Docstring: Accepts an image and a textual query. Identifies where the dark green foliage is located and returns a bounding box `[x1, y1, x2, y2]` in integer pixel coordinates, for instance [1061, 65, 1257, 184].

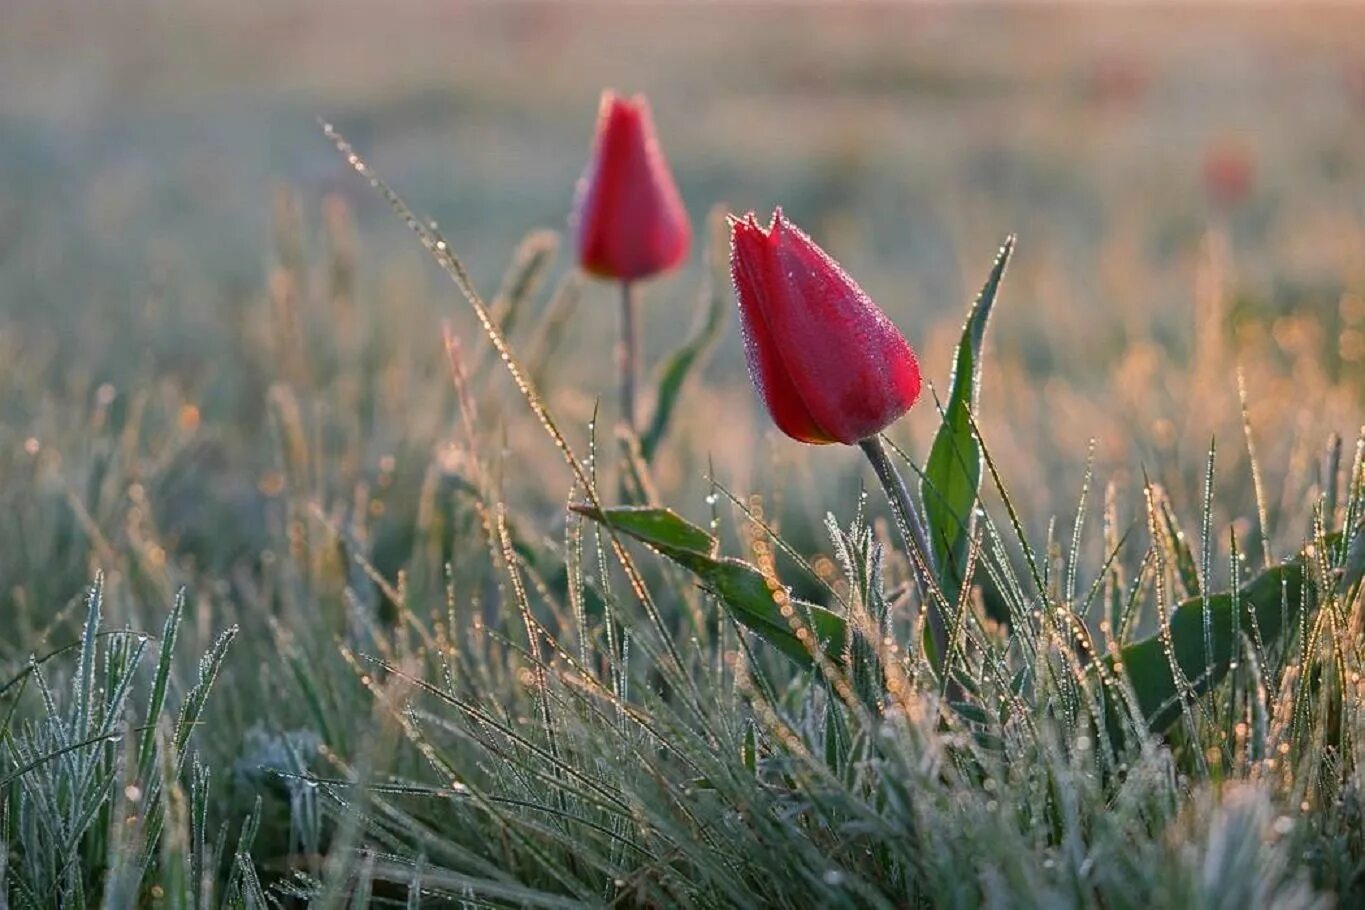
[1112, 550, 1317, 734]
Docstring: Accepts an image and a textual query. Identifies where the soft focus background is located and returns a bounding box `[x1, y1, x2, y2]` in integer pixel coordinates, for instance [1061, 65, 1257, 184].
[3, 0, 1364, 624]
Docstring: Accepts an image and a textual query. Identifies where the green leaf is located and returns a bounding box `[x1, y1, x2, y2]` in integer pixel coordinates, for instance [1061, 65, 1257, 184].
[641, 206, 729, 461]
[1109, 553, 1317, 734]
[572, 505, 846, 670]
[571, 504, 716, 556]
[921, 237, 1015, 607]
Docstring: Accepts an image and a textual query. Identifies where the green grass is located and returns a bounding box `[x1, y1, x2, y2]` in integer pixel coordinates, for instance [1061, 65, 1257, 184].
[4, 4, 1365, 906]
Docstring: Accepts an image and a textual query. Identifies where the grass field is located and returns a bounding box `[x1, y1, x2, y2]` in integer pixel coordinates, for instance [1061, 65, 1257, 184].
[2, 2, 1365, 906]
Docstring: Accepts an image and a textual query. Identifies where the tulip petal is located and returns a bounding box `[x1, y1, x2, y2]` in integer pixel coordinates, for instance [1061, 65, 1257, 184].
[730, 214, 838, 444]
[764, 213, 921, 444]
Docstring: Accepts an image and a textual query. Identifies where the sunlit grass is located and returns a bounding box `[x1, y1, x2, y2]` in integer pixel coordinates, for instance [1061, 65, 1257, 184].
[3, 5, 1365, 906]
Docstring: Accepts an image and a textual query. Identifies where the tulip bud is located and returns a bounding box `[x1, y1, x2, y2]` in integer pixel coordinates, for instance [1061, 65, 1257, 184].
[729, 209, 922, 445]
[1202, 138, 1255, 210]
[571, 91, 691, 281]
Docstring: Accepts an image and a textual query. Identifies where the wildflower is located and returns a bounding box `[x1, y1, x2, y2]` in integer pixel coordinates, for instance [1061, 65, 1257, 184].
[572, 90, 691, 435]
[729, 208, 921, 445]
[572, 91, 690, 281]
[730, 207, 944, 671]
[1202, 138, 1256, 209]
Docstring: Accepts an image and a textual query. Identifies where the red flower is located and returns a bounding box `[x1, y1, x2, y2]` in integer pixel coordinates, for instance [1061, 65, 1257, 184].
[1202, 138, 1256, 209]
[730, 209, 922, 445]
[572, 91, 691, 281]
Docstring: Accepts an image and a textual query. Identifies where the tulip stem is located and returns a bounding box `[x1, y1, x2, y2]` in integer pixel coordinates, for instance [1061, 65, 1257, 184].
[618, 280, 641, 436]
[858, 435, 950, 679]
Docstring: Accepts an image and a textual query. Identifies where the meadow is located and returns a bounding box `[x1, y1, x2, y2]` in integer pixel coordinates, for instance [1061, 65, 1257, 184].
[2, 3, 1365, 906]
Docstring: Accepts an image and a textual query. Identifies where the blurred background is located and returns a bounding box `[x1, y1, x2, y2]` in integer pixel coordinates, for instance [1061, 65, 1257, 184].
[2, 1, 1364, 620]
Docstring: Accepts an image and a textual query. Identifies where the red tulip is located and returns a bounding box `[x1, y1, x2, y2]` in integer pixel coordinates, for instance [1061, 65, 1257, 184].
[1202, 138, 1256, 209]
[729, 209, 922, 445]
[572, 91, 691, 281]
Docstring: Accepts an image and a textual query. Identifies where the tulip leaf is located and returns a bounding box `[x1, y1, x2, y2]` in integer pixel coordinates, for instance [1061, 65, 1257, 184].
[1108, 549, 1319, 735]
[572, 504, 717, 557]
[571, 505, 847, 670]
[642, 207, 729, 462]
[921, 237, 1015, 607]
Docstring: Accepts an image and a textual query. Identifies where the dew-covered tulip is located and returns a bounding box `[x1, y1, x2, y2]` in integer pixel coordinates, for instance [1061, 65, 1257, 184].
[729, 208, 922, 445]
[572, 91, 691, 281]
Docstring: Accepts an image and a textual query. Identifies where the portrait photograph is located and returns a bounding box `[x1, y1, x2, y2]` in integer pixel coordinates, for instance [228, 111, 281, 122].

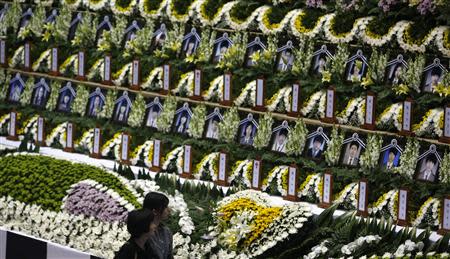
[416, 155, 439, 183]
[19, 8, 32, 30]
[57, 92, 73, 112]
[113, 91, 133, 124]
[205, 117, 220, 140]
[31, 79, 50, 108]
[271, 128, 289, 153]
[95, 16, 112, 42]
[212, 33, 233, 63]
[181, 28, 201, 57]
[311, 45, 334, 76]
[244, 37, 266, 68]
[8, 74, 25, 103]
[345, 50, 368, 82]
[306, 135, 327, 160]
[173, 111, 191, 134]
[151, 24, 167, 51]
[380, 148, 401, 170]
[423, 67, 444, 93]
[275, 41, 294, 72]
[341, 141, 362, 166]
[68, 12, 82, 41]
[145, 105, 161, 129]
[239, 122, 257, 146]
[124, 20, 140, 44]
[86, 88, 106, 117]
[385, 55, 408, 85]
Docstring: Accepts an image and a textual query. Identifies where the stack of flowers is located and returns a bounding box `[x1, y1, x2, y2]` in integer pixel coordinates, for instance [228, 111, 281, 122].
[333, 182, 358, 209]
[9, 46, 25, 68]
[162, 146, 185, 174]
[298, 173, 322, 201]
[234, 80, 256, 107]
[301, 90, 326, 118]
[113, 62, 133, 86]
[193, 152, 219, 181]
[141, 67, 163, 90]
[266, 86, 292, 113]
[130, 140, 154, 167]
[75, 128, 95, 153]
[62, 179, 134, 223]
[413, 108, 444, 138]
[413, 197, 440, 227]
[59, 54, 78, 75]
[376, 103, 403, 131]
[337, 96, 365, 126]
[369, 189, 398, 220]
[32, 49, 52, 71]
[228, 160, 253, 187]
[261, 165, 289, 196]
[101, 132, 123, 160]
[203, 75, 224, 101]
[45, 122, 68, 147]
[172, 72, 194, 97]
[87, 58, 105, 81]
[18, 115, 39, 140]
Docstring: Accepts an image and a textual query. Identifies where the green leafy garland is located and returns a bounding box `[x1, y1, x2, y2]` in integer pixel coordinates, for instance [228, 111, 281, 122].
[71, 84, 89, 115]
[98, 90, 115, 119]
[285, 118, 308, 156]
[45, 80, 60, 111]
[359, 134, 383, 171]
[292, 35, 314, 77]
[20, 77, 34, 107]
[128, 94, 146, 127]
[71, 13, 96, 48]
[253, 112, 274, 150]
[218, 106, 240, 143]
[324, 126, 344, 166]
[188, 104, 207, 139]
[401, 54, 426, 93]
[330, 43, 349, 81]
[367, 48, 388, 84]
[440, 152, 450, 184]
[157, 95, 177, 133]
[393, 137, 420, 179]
——
### What you are asked to do
Should there be pictures in the data, leave them out and return the rest exactly.

### Result below
Docstring: Accepts an image and a textual query. Identifies where the dark green foliage is located and returns a bounding box `[x1, y1, x2, y2]` in integer pixel coordinates, for instance [1061, 65, 1257, 184].

[1112, 550, 1317, 734]
Docstring: Accepts an image and a textual query. Identifies where the soft focus background is located and returns a bounding box `[x1, y1, x2, y2]` in integer pixel coordinates, for instance [1061, 65, 1257, 184].
[3, 0, 1364, 624]
Docstring: Accepts an image and a textual query. Identifies where the green leaf is located and returns a bounding box `[x1, y1, x2, y2]` in integer pixel coordinates, for instance [1061, 65, 1257, 184].
[641, 206, 729, 461]
[1109, 553, 1317, 734]
[572, 505, 846, 670]
[571, 504, 716, 556]
[921, 237, 1015, 607]
Docstring: Accepts an image and a textual query. Identifies where the green grass is located and returns a bounding box `[x1, y1, x2, y2]` in integer pixel coordinates, for instance [1061, 65, 1257, 184].
[4, 4, 1365, 906]
Docstring: Accepts an image and a textual query. Identifies where the grass field is located and returns a bounding box `[x1, y1, x2, y2]` in integer pixel coordinates, for instance [1061, 65, 1257, 184].
[2, 2, 1365, 906]
Docstring: Accepts an image and a textual query. Identifies where the tulip petal is located and returns a bounding box `[x1, y1, x2, y2]` in integer pixel coordinates, for instance [1061, 65, 1257, 184].
[730, 214, 838, 444]
[764, 213, 921, 444]
Docstring: Accepts an image and a textual query. Identifies where the sunlit grass is located and returns a bounding box `[x1, y1, x2, y2]` in integer pixel coordinates, for instance [1061, 65, 1257, 184].
[3, 5, 1365, 906]
Docstring: Accepts an image and a textual query. Identifies where the tulip bud is located and returns a bounding box `[x1, y1, x2, y2]` in integer pixel coordinates, for instance [1061, 65, 1257, 184].
[729, 209, 922, 445]
[1202, 138, 1255, 210]
[571, 91, 691, 281]
Docstring: Accepts an image and a textual query. Identifies where the wildflower is located and returns a bounding box `[x1, y1, x2, y2]` in integer pixel coordinates, for instance [1061, 65, 1257, 184].
[572, 90, 691, 435]
[729, 208, 921, 445]
[572, 91, 690, 281]
[730, 207, 944, 671]
[1202, 138, 1256, 209]
Docstring: Accepts an image and a textual query. Identifies where the red flower is located and returns a bounding box `[x1, y1, x2, y2]` in integer pixel coordinates, for instance [1061, 65, 1257, 184].
[1202, 138, 1256, 209]
[730, 209, 922, 445]
[572, 91, 691, 281]
Docstring: Accepts an image and a textual query. Identifies where the tulip stem is located and returns a bounding box `[x1, y1, x2, y2]` in integer pixel coordinates, for instance [1061, 65, 1257, 184].
[618, 280, 641, 436]
[858, 435, 950, 679]
Docstring: Accepts an image and a textual query. Identifies where the meadow is located and returns a bounding box `[x1, y1, x2, y2]` in integer pixel coordinates, for instance [1061, 65, 1257, 184].
[2, 3, 1365, 906]
Docstring: Accepts an image and a textual query. Identifies where the blurred background is located and returns a bounding box `[x1, y1, x2, y2]` in integer pixel coordinates, for instance [1061, 65, 1257, 184].
[2, 1, 1364, 620]
Docstring: Accepts an image and a textual query. Identifies where the red tulip is located and returns a bounding box `[x1, y1, x2, y2]` in integer pixel coordinates, for instance [1061, 65, 1257, 184].
[1202, 138, 1256, 209]
[729, 209, 922, 445]
[572, 91, 691, 281]
Docstring: Accepts an image and a textual query. Identifies where the tulip leaf is located and returns a bounding box `[x1, y1, x2, y2]` in integer pixel coordinates, for instance [1061, 65, 1257, 184].
[1108, 549, 1319, 735]
[572, 504, 717, 557]
[571, 505, 847, 670]
[642, 207, 729, 462]
[921, 237, 1015, 607]
Docstring: Accepts an image and a textual query. Identifies where the dew-covered tulip is located and returns a bounding box `[x1, y1, x2, y2]` in integer pixel coordinates, for instance [1061, 65, 1257, 184].
[729, 208, 922, 445]
[572, 91, 691, 281]
Docstring: Accepts an image and a textual query. Identifies where the portrait photograph is located and returns a bounding box `[x1, y1, x2, y2]` in integer pixel coordinates, for instance [228, 111, 281, 122].

[416, 155, 439, 183]
[19, 8, 32, 30]
[57, 92, 73, 112]
[113, 91, 133, 124]
[205, 117, 220, 140]
[31, 79, 50, 108]
[271, 128, 289, 153]
[95, 16, 112, 42]
[212, 33, 233, 63]
[181, 28, 201, 57]
[311, 45, 334, 76]
[244, 37, 266, 68]
[8, 74, 25, 103]
[345, 50, 368, 82]
[306, 135, 327, 160]
[173, 111, 191, 134]
[151, 24, 167, 51]
[380, 148, 401, 170]
[423, 67, 444, 93]
[275, 41, 294, 72]
[341, 141, 362, 166]
[68, 12, 82, 41]
[145, 105, 161, 129]
[239, 122, 257, 146]
[124, 20, 140, 44]
[86, 88, 106, 117]
[385, 55, 408, 85]
Docstring: Accepts an image and a textual query. Identifies where the stack of flowers is located and returns a bounding box `[x1, y1, x2, y2]` in integer pixel coordinates, for instance [228, 111, 281, 122].
[333, 182, 358, 209]
[9, 46, 25, 68]
[162, 146, 185, 174]
[298, 173, 322, 201]
[234, 80, 256, 107]
[301, 90, 326, 118]
[113, 62, 133, 86]
[193, 152, 219, 181]
[141, 67, 163, 90]
[266, 86, 292, 113]
[130, 140, 154, 167]
[75, 128, 95, 153]
[62, 179, 134, 223]
[413, 108, 444, 138]
[413, 197, 440, 227]
[59, 54, 78, 75]
[376, 103, 403, 131]
[337, 96, 365, 126]
[369, 189, 398, 220]
[32, 49, 52, 71]
[228, 160, 253, 187]
[261, 165, 289, 196]
[101, 132, 123, 160]
[203, 75, 224, 101]
[45, 122, 68, 147]
[172, 72, 194, 97]
[87, 58, 105, 81]
[18, 115, 39, 140]
Docstring: Accepts an image and a textual query. Identifies where the green leafy garland is located and returns a bounding box `[x1, y1, x2, y2]` in integer pixel coordinates, for instance [228, 111, 281, 122].
[71, 84, 89, 115]
[98, 90, 115, 119]
[285, 118, 308, 156]
[45, 80, 60, 111]
[359, 134, 383, 171]
[292, 35, 314, 77]
[20, 77, 34, 107]
[128, 94, 146, 127]
[71, 13, 96, 48]
[253, 112, 274, 150]
[218, 106, 240, 143]
[324, 126, 344, 166]
[188, 104, 207, 139]
[401, 54, 426, 93]
[330, 43, 349, 81]
[367, 48, 388, 84]
[440, 152, 450, 184]
[157, 95, 177, 133]
[393, 137, 420, 179]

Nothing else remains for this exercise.